* **MATERIAL FOR THIS TASK**:

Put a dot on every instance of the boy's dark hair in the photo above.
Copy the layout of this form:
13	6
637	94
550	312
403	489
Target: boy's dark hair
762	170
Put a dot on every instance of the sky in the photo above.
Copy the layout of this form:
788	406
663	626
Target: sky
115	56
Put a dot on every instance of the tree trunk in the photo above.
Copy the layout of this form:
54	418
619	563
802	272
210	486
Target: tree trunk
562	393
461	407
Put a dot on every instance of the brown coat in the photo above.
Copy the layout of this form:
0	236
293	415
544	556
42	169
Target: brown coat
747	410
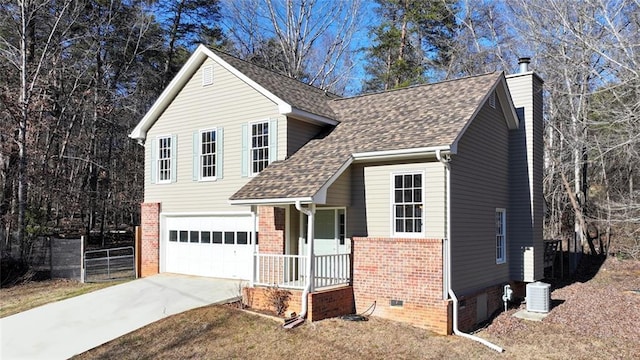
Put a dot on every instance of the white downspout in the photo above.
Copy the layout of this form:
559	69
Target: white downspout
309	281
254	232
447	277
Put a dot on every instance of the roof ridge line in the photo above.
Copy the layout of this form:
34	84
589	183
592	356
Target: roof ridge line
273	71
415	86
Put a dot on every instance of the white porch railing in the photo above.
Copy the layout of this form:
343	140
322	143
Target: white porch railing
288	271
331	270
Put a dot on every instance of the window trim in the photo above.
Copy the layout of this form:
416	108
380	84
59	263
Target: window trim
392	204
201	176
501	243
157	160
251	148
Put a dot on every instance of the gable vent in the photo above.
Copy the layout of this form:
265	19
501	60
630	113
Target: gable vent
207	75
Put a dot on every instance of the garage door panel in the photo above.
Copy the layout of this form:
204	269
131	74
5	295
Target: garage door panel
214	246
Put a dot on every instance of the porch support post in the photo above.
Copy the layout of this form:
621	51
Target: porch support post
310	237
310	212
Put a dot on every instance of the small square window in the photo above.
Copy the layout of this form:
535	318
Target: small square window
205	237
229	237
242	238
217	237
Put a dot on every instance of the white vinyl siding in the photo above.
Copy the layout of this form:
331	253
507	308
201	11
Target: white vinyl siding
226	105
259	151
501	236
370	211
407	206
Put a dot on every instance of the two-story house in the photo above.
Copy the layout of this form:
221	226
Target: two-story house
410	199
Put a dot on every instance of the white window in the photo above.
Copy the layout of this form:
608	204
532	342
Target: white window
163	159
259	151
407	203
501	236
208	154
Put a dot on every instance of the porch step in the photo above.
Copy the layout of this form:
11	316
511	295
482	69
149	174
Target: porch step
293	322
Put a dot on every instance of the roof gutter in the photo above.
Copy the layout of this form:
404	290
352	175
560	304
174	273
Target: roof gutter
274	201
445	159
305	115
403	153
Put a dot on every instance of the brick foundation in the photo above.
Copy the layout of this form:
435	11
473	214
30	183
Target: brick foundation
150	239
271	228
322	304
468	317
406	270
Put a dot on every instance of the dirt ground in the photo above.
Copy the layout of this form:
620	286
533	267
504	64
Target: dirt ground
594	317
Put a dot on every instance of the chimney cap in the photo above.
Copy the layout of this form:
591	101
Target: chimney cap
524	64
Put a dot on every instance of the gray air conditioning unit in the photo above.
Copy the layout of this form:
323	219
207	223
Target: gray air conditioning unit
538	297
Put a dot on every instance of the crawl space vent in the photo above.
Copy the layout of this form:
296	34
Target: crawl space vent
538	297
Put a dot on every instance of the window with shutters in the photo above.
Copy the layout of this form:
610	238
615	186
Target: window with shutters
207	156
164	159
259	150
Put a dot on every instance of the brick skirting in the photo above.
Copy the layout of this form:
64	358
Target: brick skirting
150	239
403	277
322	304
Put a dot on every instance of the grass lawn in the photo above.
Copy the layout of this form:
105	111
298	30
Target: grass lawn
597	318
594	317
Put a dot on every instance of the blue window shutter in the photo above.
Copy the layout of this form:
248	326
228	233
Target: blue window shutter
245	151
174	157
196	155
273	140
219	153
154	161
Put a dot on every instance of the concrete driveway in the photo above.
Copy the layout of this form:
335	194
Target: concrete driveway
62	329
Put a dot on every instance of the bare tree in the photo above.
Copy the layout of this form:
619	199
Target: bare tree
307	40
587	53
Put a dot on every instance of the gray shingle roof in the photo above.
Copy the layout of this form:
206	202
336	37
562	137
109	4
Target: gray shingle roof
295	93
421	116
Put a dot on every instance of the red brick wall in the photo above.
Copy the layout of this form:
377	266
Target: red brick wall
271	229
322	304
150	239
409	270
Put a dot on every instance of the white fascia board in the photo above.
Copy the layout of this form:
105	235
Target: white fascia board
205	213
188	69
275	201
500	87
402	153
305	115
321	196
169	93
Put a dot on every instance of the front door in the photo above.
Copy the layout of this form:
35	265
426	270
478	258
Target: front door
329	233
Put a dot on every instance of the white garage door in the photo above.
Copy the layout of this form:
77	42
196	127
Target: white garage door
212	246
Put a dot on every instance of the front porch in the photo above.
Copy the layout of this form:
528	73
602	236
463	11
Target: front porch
* * *
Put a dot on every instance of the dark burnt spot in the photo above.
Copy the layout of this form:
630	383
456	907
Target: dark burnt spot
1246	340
==
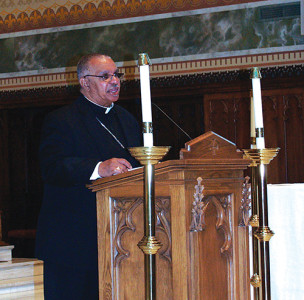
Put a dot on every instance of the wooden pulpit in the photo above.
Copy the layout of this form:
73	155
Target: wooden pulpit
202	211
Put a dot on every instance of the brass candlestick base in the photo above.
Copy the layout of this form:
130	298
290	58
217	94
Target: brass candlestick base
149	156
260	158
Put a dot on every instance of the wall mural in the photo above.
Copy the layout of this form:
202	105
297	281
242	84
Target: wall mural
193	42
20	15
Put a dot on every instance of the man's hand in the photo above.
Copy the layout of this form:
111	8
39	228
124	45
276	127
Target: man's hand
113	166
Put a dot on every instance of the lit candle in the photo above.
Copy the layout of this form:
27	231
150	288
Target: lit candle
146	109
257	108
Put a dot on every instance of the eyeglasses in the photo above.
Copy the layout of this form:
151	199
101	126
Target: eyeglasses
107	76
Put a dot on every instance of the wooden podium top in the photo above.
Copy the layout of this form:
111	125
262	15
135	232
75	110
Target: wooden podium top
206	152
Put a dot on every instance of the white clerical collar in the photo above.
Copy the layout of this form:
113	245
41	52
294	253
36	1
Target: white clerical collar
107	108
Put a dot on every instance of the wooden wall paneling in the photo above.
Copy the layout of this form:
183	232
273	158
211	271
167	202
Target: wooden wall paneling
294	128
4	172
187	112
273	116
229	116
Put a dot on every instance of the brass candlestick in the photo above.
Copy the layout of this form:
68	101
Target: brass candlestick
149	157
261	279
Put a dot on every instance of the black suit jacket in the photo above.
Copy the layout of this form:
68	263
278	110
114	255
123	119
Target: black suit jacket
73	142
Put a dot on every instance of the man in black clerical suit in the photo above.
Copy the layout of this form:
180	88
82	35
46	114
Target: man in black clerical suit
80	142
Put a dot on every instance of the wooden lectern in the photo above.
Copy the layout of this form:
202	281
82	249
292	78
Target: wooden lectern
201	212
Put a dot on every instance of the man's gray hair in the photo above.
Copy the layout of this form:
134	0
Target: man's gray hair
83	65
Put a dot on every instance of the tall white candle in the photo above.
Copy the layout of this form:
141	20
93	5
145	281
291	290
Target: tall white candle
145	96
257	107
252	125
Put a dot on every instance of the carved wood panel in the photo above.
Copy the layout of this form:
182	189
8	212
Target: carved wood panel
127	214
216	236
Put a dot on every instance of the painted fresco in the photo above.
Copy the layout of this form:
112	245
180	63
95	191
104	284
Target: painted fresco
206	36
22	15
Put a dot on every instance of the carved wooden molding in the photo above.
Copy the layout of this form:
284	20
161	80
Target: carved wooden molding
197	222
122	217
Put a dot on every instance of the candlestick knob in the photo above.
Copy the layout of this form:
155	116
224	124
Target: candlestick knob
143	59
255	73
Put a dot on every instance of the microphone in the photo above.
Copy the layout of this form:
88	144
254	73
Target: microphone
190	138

* **TASK TO CARRY OUT**: From the records above, extract the lines from the one holding "Put a dot on every instance of the boy's" through the one holding "Put a dot on every instance of the garage", word for word; omit the pictures.

* **WRITTEN SOLUTION**:
Put a dot on every instance of the boy's dark hair in the photo above.
Copy the layout of this form:
13	6
637	94
550	312
403	489
Target: boy's dark hair
762	170
Put a dot on every instance of the sky in the photo above.
Copy the layout of this form:
788	406
663	626
Target: sky
115	56
Put a dot on every instance of the tree trunk in the photo above.
Copy the layout of this form:
54	418
619	563
802	272
210	486
Target: tree trunk
562	393
461	407
Put a dot on every instance of the brown coat in the photo above.
Copy the layout of this form:
0	236
293	415
544	556
42	169
Target: brown coat
747	410
Put a dot on every instance of the white downspout in the photo above.
Copy the layout of this form:
559	69
Target: white downspout
309	281
254	232
447	277
Put a dot on every instance of the roof ridge line in the photo above.
Copy the layout of this form:
34	84
589	183
592	356
Target: roof ridge line
273	71
415	86
Put a dot on every instance of the white porch railing in the photo above.
Copy the layout of this form:
343	140
322	143
Target: white porch railing
288	271
331	270
Put a dot on every instance of the window trim in the photo above.
Copy the layout of this form:
416	108
380	84
59	263
Target: window trim
392	204
201	176
501	243
157	160
251	148
Put a dot on every instance of the gable vent in the photo above.
Copy the layout of this form:
265	19
501	60
630	113
Target: gable vent
207	75
Put a dot on every instance of the garage door panel in the photo above.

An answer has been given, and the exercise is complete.